Data to examine Start Marker
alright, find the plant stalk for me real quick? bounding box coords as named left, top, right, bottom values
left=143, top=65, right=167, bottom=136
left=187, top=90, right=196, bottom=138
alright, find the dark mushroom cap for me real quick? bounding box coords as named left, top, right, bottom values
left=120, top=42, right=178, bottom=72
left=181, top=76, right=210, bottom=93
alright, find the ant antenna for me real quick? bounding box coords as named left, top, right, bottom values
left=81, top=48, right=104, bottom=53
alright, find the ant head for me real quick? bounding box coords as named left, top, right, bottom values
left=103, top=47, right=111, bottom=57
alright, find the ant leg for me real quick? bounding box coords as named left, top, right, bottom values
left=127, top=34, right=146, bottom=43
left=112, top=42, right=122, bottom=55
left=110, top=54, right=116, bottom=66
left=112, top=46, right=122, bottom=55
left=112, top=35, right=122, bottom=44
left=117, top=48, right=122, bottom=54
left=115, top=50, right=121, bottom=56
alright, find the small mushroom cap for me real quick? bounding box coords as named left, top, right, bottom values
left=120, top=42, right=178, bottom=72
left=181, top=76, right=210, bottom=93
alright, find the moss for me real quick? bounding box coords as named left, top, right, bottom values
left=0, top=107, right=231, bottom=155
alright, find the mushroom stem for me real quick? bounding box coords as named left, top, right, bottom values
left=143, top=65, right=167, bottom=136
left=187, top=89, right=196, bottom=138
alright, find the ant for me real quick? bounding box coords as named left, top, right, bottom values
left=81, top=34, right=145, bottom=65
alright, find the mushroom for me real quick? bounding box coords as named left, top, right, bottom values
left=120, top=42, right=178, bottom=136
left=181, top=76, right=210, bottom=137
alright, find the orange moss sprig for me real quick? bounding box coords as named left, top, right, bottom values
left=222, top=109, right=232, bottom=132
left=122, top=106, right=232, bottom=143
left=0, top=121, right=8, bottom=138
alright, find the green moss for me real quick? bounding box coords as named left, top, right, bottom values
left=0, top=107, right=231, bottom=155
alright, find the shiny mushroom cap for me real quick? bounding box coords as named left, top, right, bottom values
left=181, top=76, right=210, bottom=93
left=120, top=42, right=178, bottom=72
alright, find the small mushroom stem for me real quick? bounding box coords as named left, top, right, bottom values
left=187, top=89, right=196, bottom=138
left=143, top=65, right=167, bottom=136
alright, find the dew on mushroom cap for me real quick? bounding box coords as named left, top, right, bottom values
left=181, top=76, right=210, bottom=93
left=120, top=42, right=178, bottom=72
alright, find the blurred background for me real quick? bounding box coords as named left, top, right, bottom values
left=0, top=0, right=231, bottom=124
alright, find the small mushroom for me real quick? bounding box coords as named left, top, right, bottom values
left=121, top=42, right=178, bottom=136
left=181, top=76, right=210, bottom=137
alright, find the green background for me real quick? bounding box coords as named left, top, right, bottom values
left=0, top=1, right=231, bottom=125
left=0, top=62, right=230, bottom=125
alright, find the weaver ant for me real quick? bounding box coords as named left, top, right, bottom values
Data to examine End Marker
- [Required action]:
The answer is the line containing "alright, find the green background" together with every line after it in the records, repeated exactly and with nothing else.

- [Solution to the problem]:
alright, find the green background for me real quick? bounding box coords as named left, top, right, bottom values
left=0, top=1, right=231, bottom=125
left=0, top=62, right=230, bottom=125
alright, find the weaver ant for me real quick? bounding box coords as named left, top, right, bottom values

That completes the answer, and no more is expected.